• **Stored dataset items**
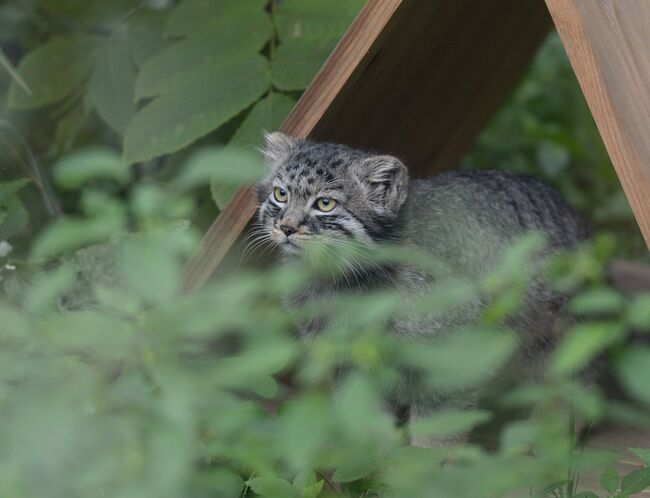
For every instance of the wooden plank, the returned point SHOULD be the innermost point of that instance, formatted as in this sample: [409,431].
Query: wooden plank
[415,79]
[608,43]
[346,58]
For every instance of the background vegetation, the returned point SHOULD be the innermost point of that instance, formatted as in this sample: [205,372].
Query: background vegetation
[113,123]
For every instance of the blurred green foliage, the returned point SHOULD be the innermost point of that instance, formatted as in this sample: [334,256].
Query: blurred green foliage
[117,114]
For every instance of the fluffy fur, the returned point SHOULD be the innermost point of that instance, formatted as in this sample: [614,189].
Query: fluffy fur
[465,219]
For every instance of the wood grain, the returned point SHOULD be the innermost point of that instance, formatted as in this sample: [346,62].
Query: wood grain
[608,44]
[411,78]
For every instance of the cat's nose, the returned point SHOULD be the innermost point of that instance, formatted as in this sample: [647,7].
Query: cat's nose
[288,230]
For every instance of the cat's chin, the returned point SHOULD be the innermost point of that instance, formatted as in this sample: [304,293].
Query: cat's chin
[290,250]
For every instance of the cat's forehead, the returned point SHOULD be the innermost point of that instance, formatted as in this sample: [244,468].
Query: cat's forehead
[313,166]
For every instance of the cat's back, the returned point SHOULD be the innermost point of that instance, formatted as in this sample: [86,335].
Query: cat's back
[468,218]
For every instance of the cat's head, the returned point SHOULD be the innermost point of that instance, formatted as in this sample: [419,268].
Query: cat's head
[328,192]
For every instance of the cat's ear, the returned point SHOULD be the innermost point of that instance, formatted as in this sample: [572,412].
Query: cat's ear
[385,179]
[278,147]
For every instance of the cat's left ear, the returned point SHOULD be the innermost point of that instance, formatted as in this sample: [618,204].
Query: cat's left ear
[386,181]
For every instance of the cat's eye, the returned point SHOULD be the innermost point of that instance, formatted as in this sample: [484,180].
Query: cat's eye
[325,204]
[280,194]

---

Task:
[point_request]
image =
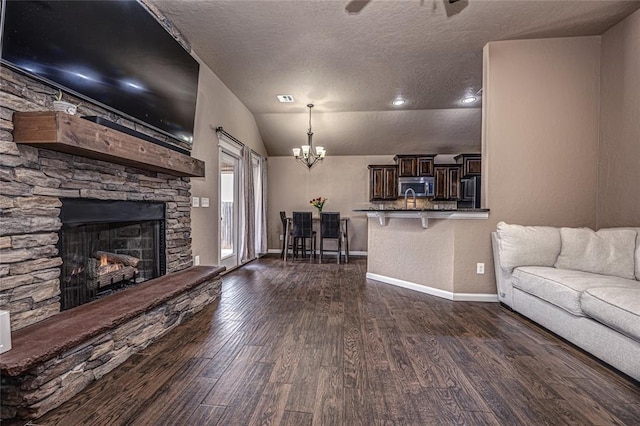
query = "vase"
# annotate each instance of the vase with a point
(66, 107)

• **TASK OBJECTIVE**
Of the entries above, repeat exactly the lines from the line with "For every instance of the fluffy" through the line with "For every instance of the cat's head, the", both of them included.

• **RESULT OF THIS EXERCISE**
For every instance of the fluffy fur, the returned point SHOULD be the innermost point of that instance, formatted as in this sample: [614,189].
Query: fluffy fur
[465,219]
For every instance of the wood grain, the returned point SHOULD be the innermost point of that instance, formatted as in this sample: [346,62].
Query: wood grain
[608,44]
[411,78]
For every instance of the cat's nose, the returned point SHOULD be the innermost point of that instance, formatted as in this sample: [647,7].
Query: cat's nose
[288,230]
For every instance of the cat's chin, the returned point SHOULD be the innermost point of that instance, formatted as in this sample: [304,293].
Query: cat's chin
[290,250]
For every instance of the cat's forehead, the returned point SHOULD be the innermost point of that instance, formatted as in this sample: [244,468].
Query: cat's forehead
[313,166]
For every instance of the cat's back, the returned point SHOULD be the innermost point of that instance, formatted as in this sample: [86,335].
Query: cat's back
[468,218]
For every instance of the cat's head, the returned point SHOULD be the innermost point of that instance, formatted as in this sample: [419,268].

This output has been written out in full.